*** Opening of DATA FOR REVIEW ***
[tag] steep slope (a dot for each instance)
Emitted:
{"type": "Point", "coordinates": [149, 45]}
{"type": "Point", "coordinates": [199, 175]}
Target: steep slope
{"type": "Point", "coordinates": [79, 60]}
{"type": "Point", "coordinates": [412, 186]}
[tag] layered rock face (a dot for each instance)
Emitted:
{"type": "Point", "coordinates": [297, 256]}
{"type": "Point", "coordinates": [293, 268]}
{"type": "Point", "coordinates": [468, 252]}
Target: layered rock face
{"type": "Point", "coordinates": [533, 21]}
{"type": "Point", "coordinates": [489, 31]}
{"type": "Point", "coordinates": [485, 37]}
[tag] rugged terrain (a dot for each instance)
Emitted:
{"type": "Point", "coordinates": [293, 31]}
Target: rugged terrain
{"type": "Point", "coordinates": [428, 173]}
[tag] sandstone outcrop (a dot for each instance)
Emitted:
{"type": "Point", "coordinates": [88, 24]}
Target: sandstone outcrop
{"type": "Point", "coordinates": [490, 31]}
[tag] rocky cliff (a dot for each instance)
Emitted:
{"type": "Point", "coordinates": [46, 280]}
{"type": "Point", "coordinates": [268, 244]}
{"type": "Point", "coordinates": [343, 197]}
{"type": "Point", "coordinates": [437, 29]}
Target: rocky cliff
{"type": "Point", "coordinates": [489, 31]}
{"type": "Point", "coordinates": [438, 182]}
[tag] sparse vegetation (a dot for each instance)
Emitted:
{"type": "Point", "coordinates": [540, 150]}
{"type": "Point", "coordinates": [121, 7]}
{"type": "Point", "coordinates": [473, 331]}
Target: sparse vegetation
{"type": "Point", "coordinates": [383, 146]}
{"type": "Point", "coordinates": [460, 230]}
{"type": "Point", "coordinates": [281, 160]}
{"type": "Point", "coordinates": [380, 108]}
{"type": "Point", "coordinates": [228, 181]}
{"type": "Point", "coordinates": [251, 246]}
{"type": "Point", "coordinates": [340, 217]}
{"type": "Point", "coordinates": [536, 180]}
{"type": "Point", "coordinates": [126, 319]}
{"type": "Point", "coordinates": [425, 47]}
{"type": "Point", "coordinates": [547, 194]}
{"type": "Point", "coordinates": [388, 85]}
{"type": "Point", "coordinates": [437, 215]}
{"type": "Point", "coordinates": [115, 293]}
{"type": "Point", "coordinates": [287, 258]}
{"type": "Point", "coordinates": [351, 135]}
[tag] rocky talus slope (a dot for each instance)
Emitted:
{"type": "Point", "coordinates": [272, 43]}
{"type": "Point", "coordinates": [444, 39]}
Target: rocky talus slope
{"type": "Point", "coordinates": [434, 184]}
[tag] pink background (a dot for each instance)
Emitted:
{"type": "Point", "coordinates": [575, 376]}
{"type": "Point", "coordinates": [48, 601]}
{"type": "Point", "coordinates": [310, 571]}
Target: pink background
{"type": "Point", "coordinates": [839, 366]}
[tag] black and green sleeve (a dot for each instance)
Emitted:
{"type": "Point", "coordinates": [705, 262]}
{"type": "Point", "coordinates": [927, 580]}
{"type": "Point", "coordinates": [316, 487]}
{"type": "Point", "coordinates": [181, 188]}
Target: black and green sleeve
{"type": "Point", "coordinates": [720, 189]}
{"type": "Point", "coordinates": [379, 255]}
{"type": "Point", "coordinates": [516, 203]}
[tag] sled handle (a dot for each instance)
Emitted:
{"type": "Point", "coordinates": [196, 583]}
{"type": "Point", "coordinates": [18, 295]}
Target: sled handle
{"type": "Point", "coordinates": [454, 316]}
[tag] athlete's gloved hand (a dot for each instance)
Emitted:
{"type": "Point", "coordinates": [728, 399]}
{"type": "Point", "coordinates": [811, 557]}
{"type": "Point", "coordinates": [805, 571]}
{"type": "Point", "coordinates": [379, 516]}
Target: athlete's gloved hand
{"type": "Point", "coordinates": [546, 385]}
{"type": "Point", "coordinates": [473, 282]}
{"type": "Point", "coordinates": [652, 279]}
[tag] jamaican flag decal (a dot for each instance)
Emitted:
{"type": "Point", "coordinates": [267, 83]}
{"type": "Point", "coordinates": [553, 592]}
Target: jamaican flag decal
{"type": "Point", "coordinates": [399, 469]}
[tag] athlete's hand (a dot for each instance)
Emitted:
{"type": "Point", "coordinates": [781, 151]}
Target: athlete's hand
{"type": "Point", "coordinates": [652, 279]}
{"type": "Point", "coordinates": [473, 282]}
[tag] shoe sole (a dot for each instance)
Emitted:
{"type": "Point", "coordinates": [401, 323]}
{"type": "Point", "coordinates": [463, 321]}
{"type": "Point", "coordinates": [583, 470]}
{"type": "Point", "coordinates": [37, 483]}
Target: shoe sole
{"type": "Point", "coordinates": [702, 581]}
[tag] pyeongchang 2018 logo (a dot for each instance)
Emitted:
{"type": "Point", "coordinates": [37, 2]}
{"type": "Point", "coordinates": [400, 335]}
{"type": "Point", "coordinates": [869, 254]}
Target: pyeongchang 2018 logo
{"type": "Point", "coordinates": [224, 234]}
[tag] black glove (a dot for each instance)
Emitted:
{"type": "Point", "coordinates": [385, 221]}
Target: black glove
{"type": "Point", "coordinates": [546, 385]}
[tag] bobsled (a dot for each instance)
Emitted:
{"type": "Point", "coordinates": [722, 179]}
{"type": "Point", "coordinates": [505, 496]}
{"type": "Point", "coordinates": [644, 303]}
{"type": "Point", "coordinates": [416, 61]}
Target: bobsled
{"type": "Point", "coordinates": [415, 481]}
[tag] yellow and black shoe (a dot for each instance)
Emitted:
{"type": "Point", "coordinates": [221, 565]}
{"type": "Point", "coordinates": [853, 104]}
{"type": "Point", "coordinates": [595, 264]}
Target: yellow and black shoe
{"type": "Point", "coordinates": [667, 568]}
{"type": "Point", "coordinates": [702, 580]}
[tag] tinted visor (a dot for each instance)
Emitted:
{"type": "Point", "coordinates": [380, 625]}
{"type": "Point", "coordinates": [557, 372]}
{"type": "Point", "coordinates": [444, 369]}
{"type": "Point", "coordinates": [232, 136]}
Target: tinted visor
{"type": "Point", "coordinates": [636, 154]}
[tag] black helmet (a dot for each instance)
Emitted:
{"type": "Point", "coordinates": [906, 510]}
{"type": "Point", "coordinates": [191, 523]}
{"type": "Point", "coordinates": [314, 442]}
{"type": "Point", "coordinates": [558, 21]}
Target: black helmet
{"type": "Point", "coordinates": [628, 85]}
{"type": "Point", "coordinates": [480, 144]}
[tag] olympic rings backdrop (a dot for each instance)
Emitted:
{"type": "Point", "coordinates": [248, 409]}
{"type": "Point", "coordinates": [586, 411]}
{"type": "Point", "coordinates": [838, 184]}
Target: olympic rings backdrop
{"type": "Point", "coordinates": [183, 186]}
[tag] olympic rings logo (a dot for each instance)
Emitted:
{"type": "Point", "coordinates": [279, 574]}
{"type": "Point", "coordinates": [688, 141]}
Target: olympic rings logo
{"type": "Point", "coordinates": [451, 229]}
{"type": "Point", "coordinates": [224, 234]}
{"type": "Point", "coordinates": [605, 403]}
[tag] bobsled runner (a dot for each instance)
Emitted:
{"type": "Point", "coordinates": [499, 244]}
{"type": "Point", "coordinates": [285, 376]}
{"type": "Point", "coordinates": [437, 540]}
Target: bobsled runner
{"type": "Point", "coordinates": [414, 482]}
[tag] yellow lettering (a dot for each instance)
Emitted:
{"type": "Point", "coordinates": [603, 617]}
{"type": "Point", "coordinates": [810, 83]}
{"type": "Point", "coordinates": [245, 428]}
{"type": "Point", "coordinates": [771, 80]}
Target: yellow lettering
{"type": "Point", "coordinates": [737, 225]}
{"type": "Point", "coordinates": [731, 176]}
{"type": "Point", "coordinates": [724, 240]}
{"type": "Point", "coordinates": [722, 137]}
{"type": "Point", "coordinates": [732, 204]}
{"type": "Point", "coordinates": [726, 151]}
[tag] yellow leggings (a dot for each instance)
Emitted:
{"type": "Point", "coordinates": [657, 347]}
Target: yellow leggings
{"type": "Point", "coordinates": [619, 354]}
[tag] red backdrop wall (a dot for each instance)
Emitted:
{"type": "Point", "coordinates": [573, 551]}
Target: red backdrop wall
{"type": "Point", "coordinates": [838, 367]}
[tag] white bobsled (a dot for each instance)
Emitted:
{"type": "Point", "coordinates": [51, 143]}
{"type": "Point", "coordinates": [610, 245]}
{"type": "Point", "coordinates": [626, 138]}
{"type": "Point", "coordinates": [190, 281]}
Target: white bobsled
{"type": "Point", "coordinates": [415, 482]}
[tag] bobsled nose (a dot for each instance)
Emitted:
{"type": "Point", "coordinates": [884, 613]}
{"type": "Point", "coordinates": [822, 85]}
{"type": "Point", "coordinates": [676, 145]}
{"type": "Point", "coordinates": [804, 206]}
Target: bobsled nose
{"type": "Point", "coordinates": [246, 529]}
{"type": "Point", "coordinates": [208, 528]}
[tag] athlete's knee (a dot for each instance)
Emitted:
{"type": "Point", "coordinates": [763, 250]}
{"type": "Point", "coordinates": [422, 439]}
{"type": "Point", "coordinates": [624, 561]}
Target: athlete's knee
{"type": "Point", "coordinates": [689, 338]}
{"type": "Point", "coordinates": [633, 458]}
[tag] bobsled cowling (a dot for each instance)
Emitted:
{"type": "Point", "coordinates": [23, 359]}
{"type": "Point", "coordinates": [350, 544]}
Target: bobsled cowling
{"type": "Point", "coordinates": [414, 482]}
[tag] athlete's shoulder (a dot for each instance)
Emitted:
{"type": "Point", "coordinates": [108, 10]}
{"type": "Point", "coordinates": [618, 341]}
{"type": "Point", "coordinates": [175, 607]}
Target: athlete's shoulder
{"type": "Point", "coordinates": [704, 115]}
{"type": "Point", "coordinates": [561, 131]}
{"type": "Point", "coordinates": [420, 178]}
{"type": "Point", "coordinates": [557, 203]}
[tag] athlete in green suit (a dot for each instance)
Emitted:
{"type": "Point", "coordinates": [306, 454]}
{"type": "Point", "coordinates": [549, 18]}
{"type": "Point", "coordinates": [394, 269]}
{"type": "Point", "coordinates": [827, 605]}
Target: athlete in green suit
*** Close of DATA FOR REVIEW ***
TASK:
Please report every line among the entries that includes "suit".

TASK ANSWER:
[tag] athlete in green suit (a dot for each instance)
Target: athlete in green suit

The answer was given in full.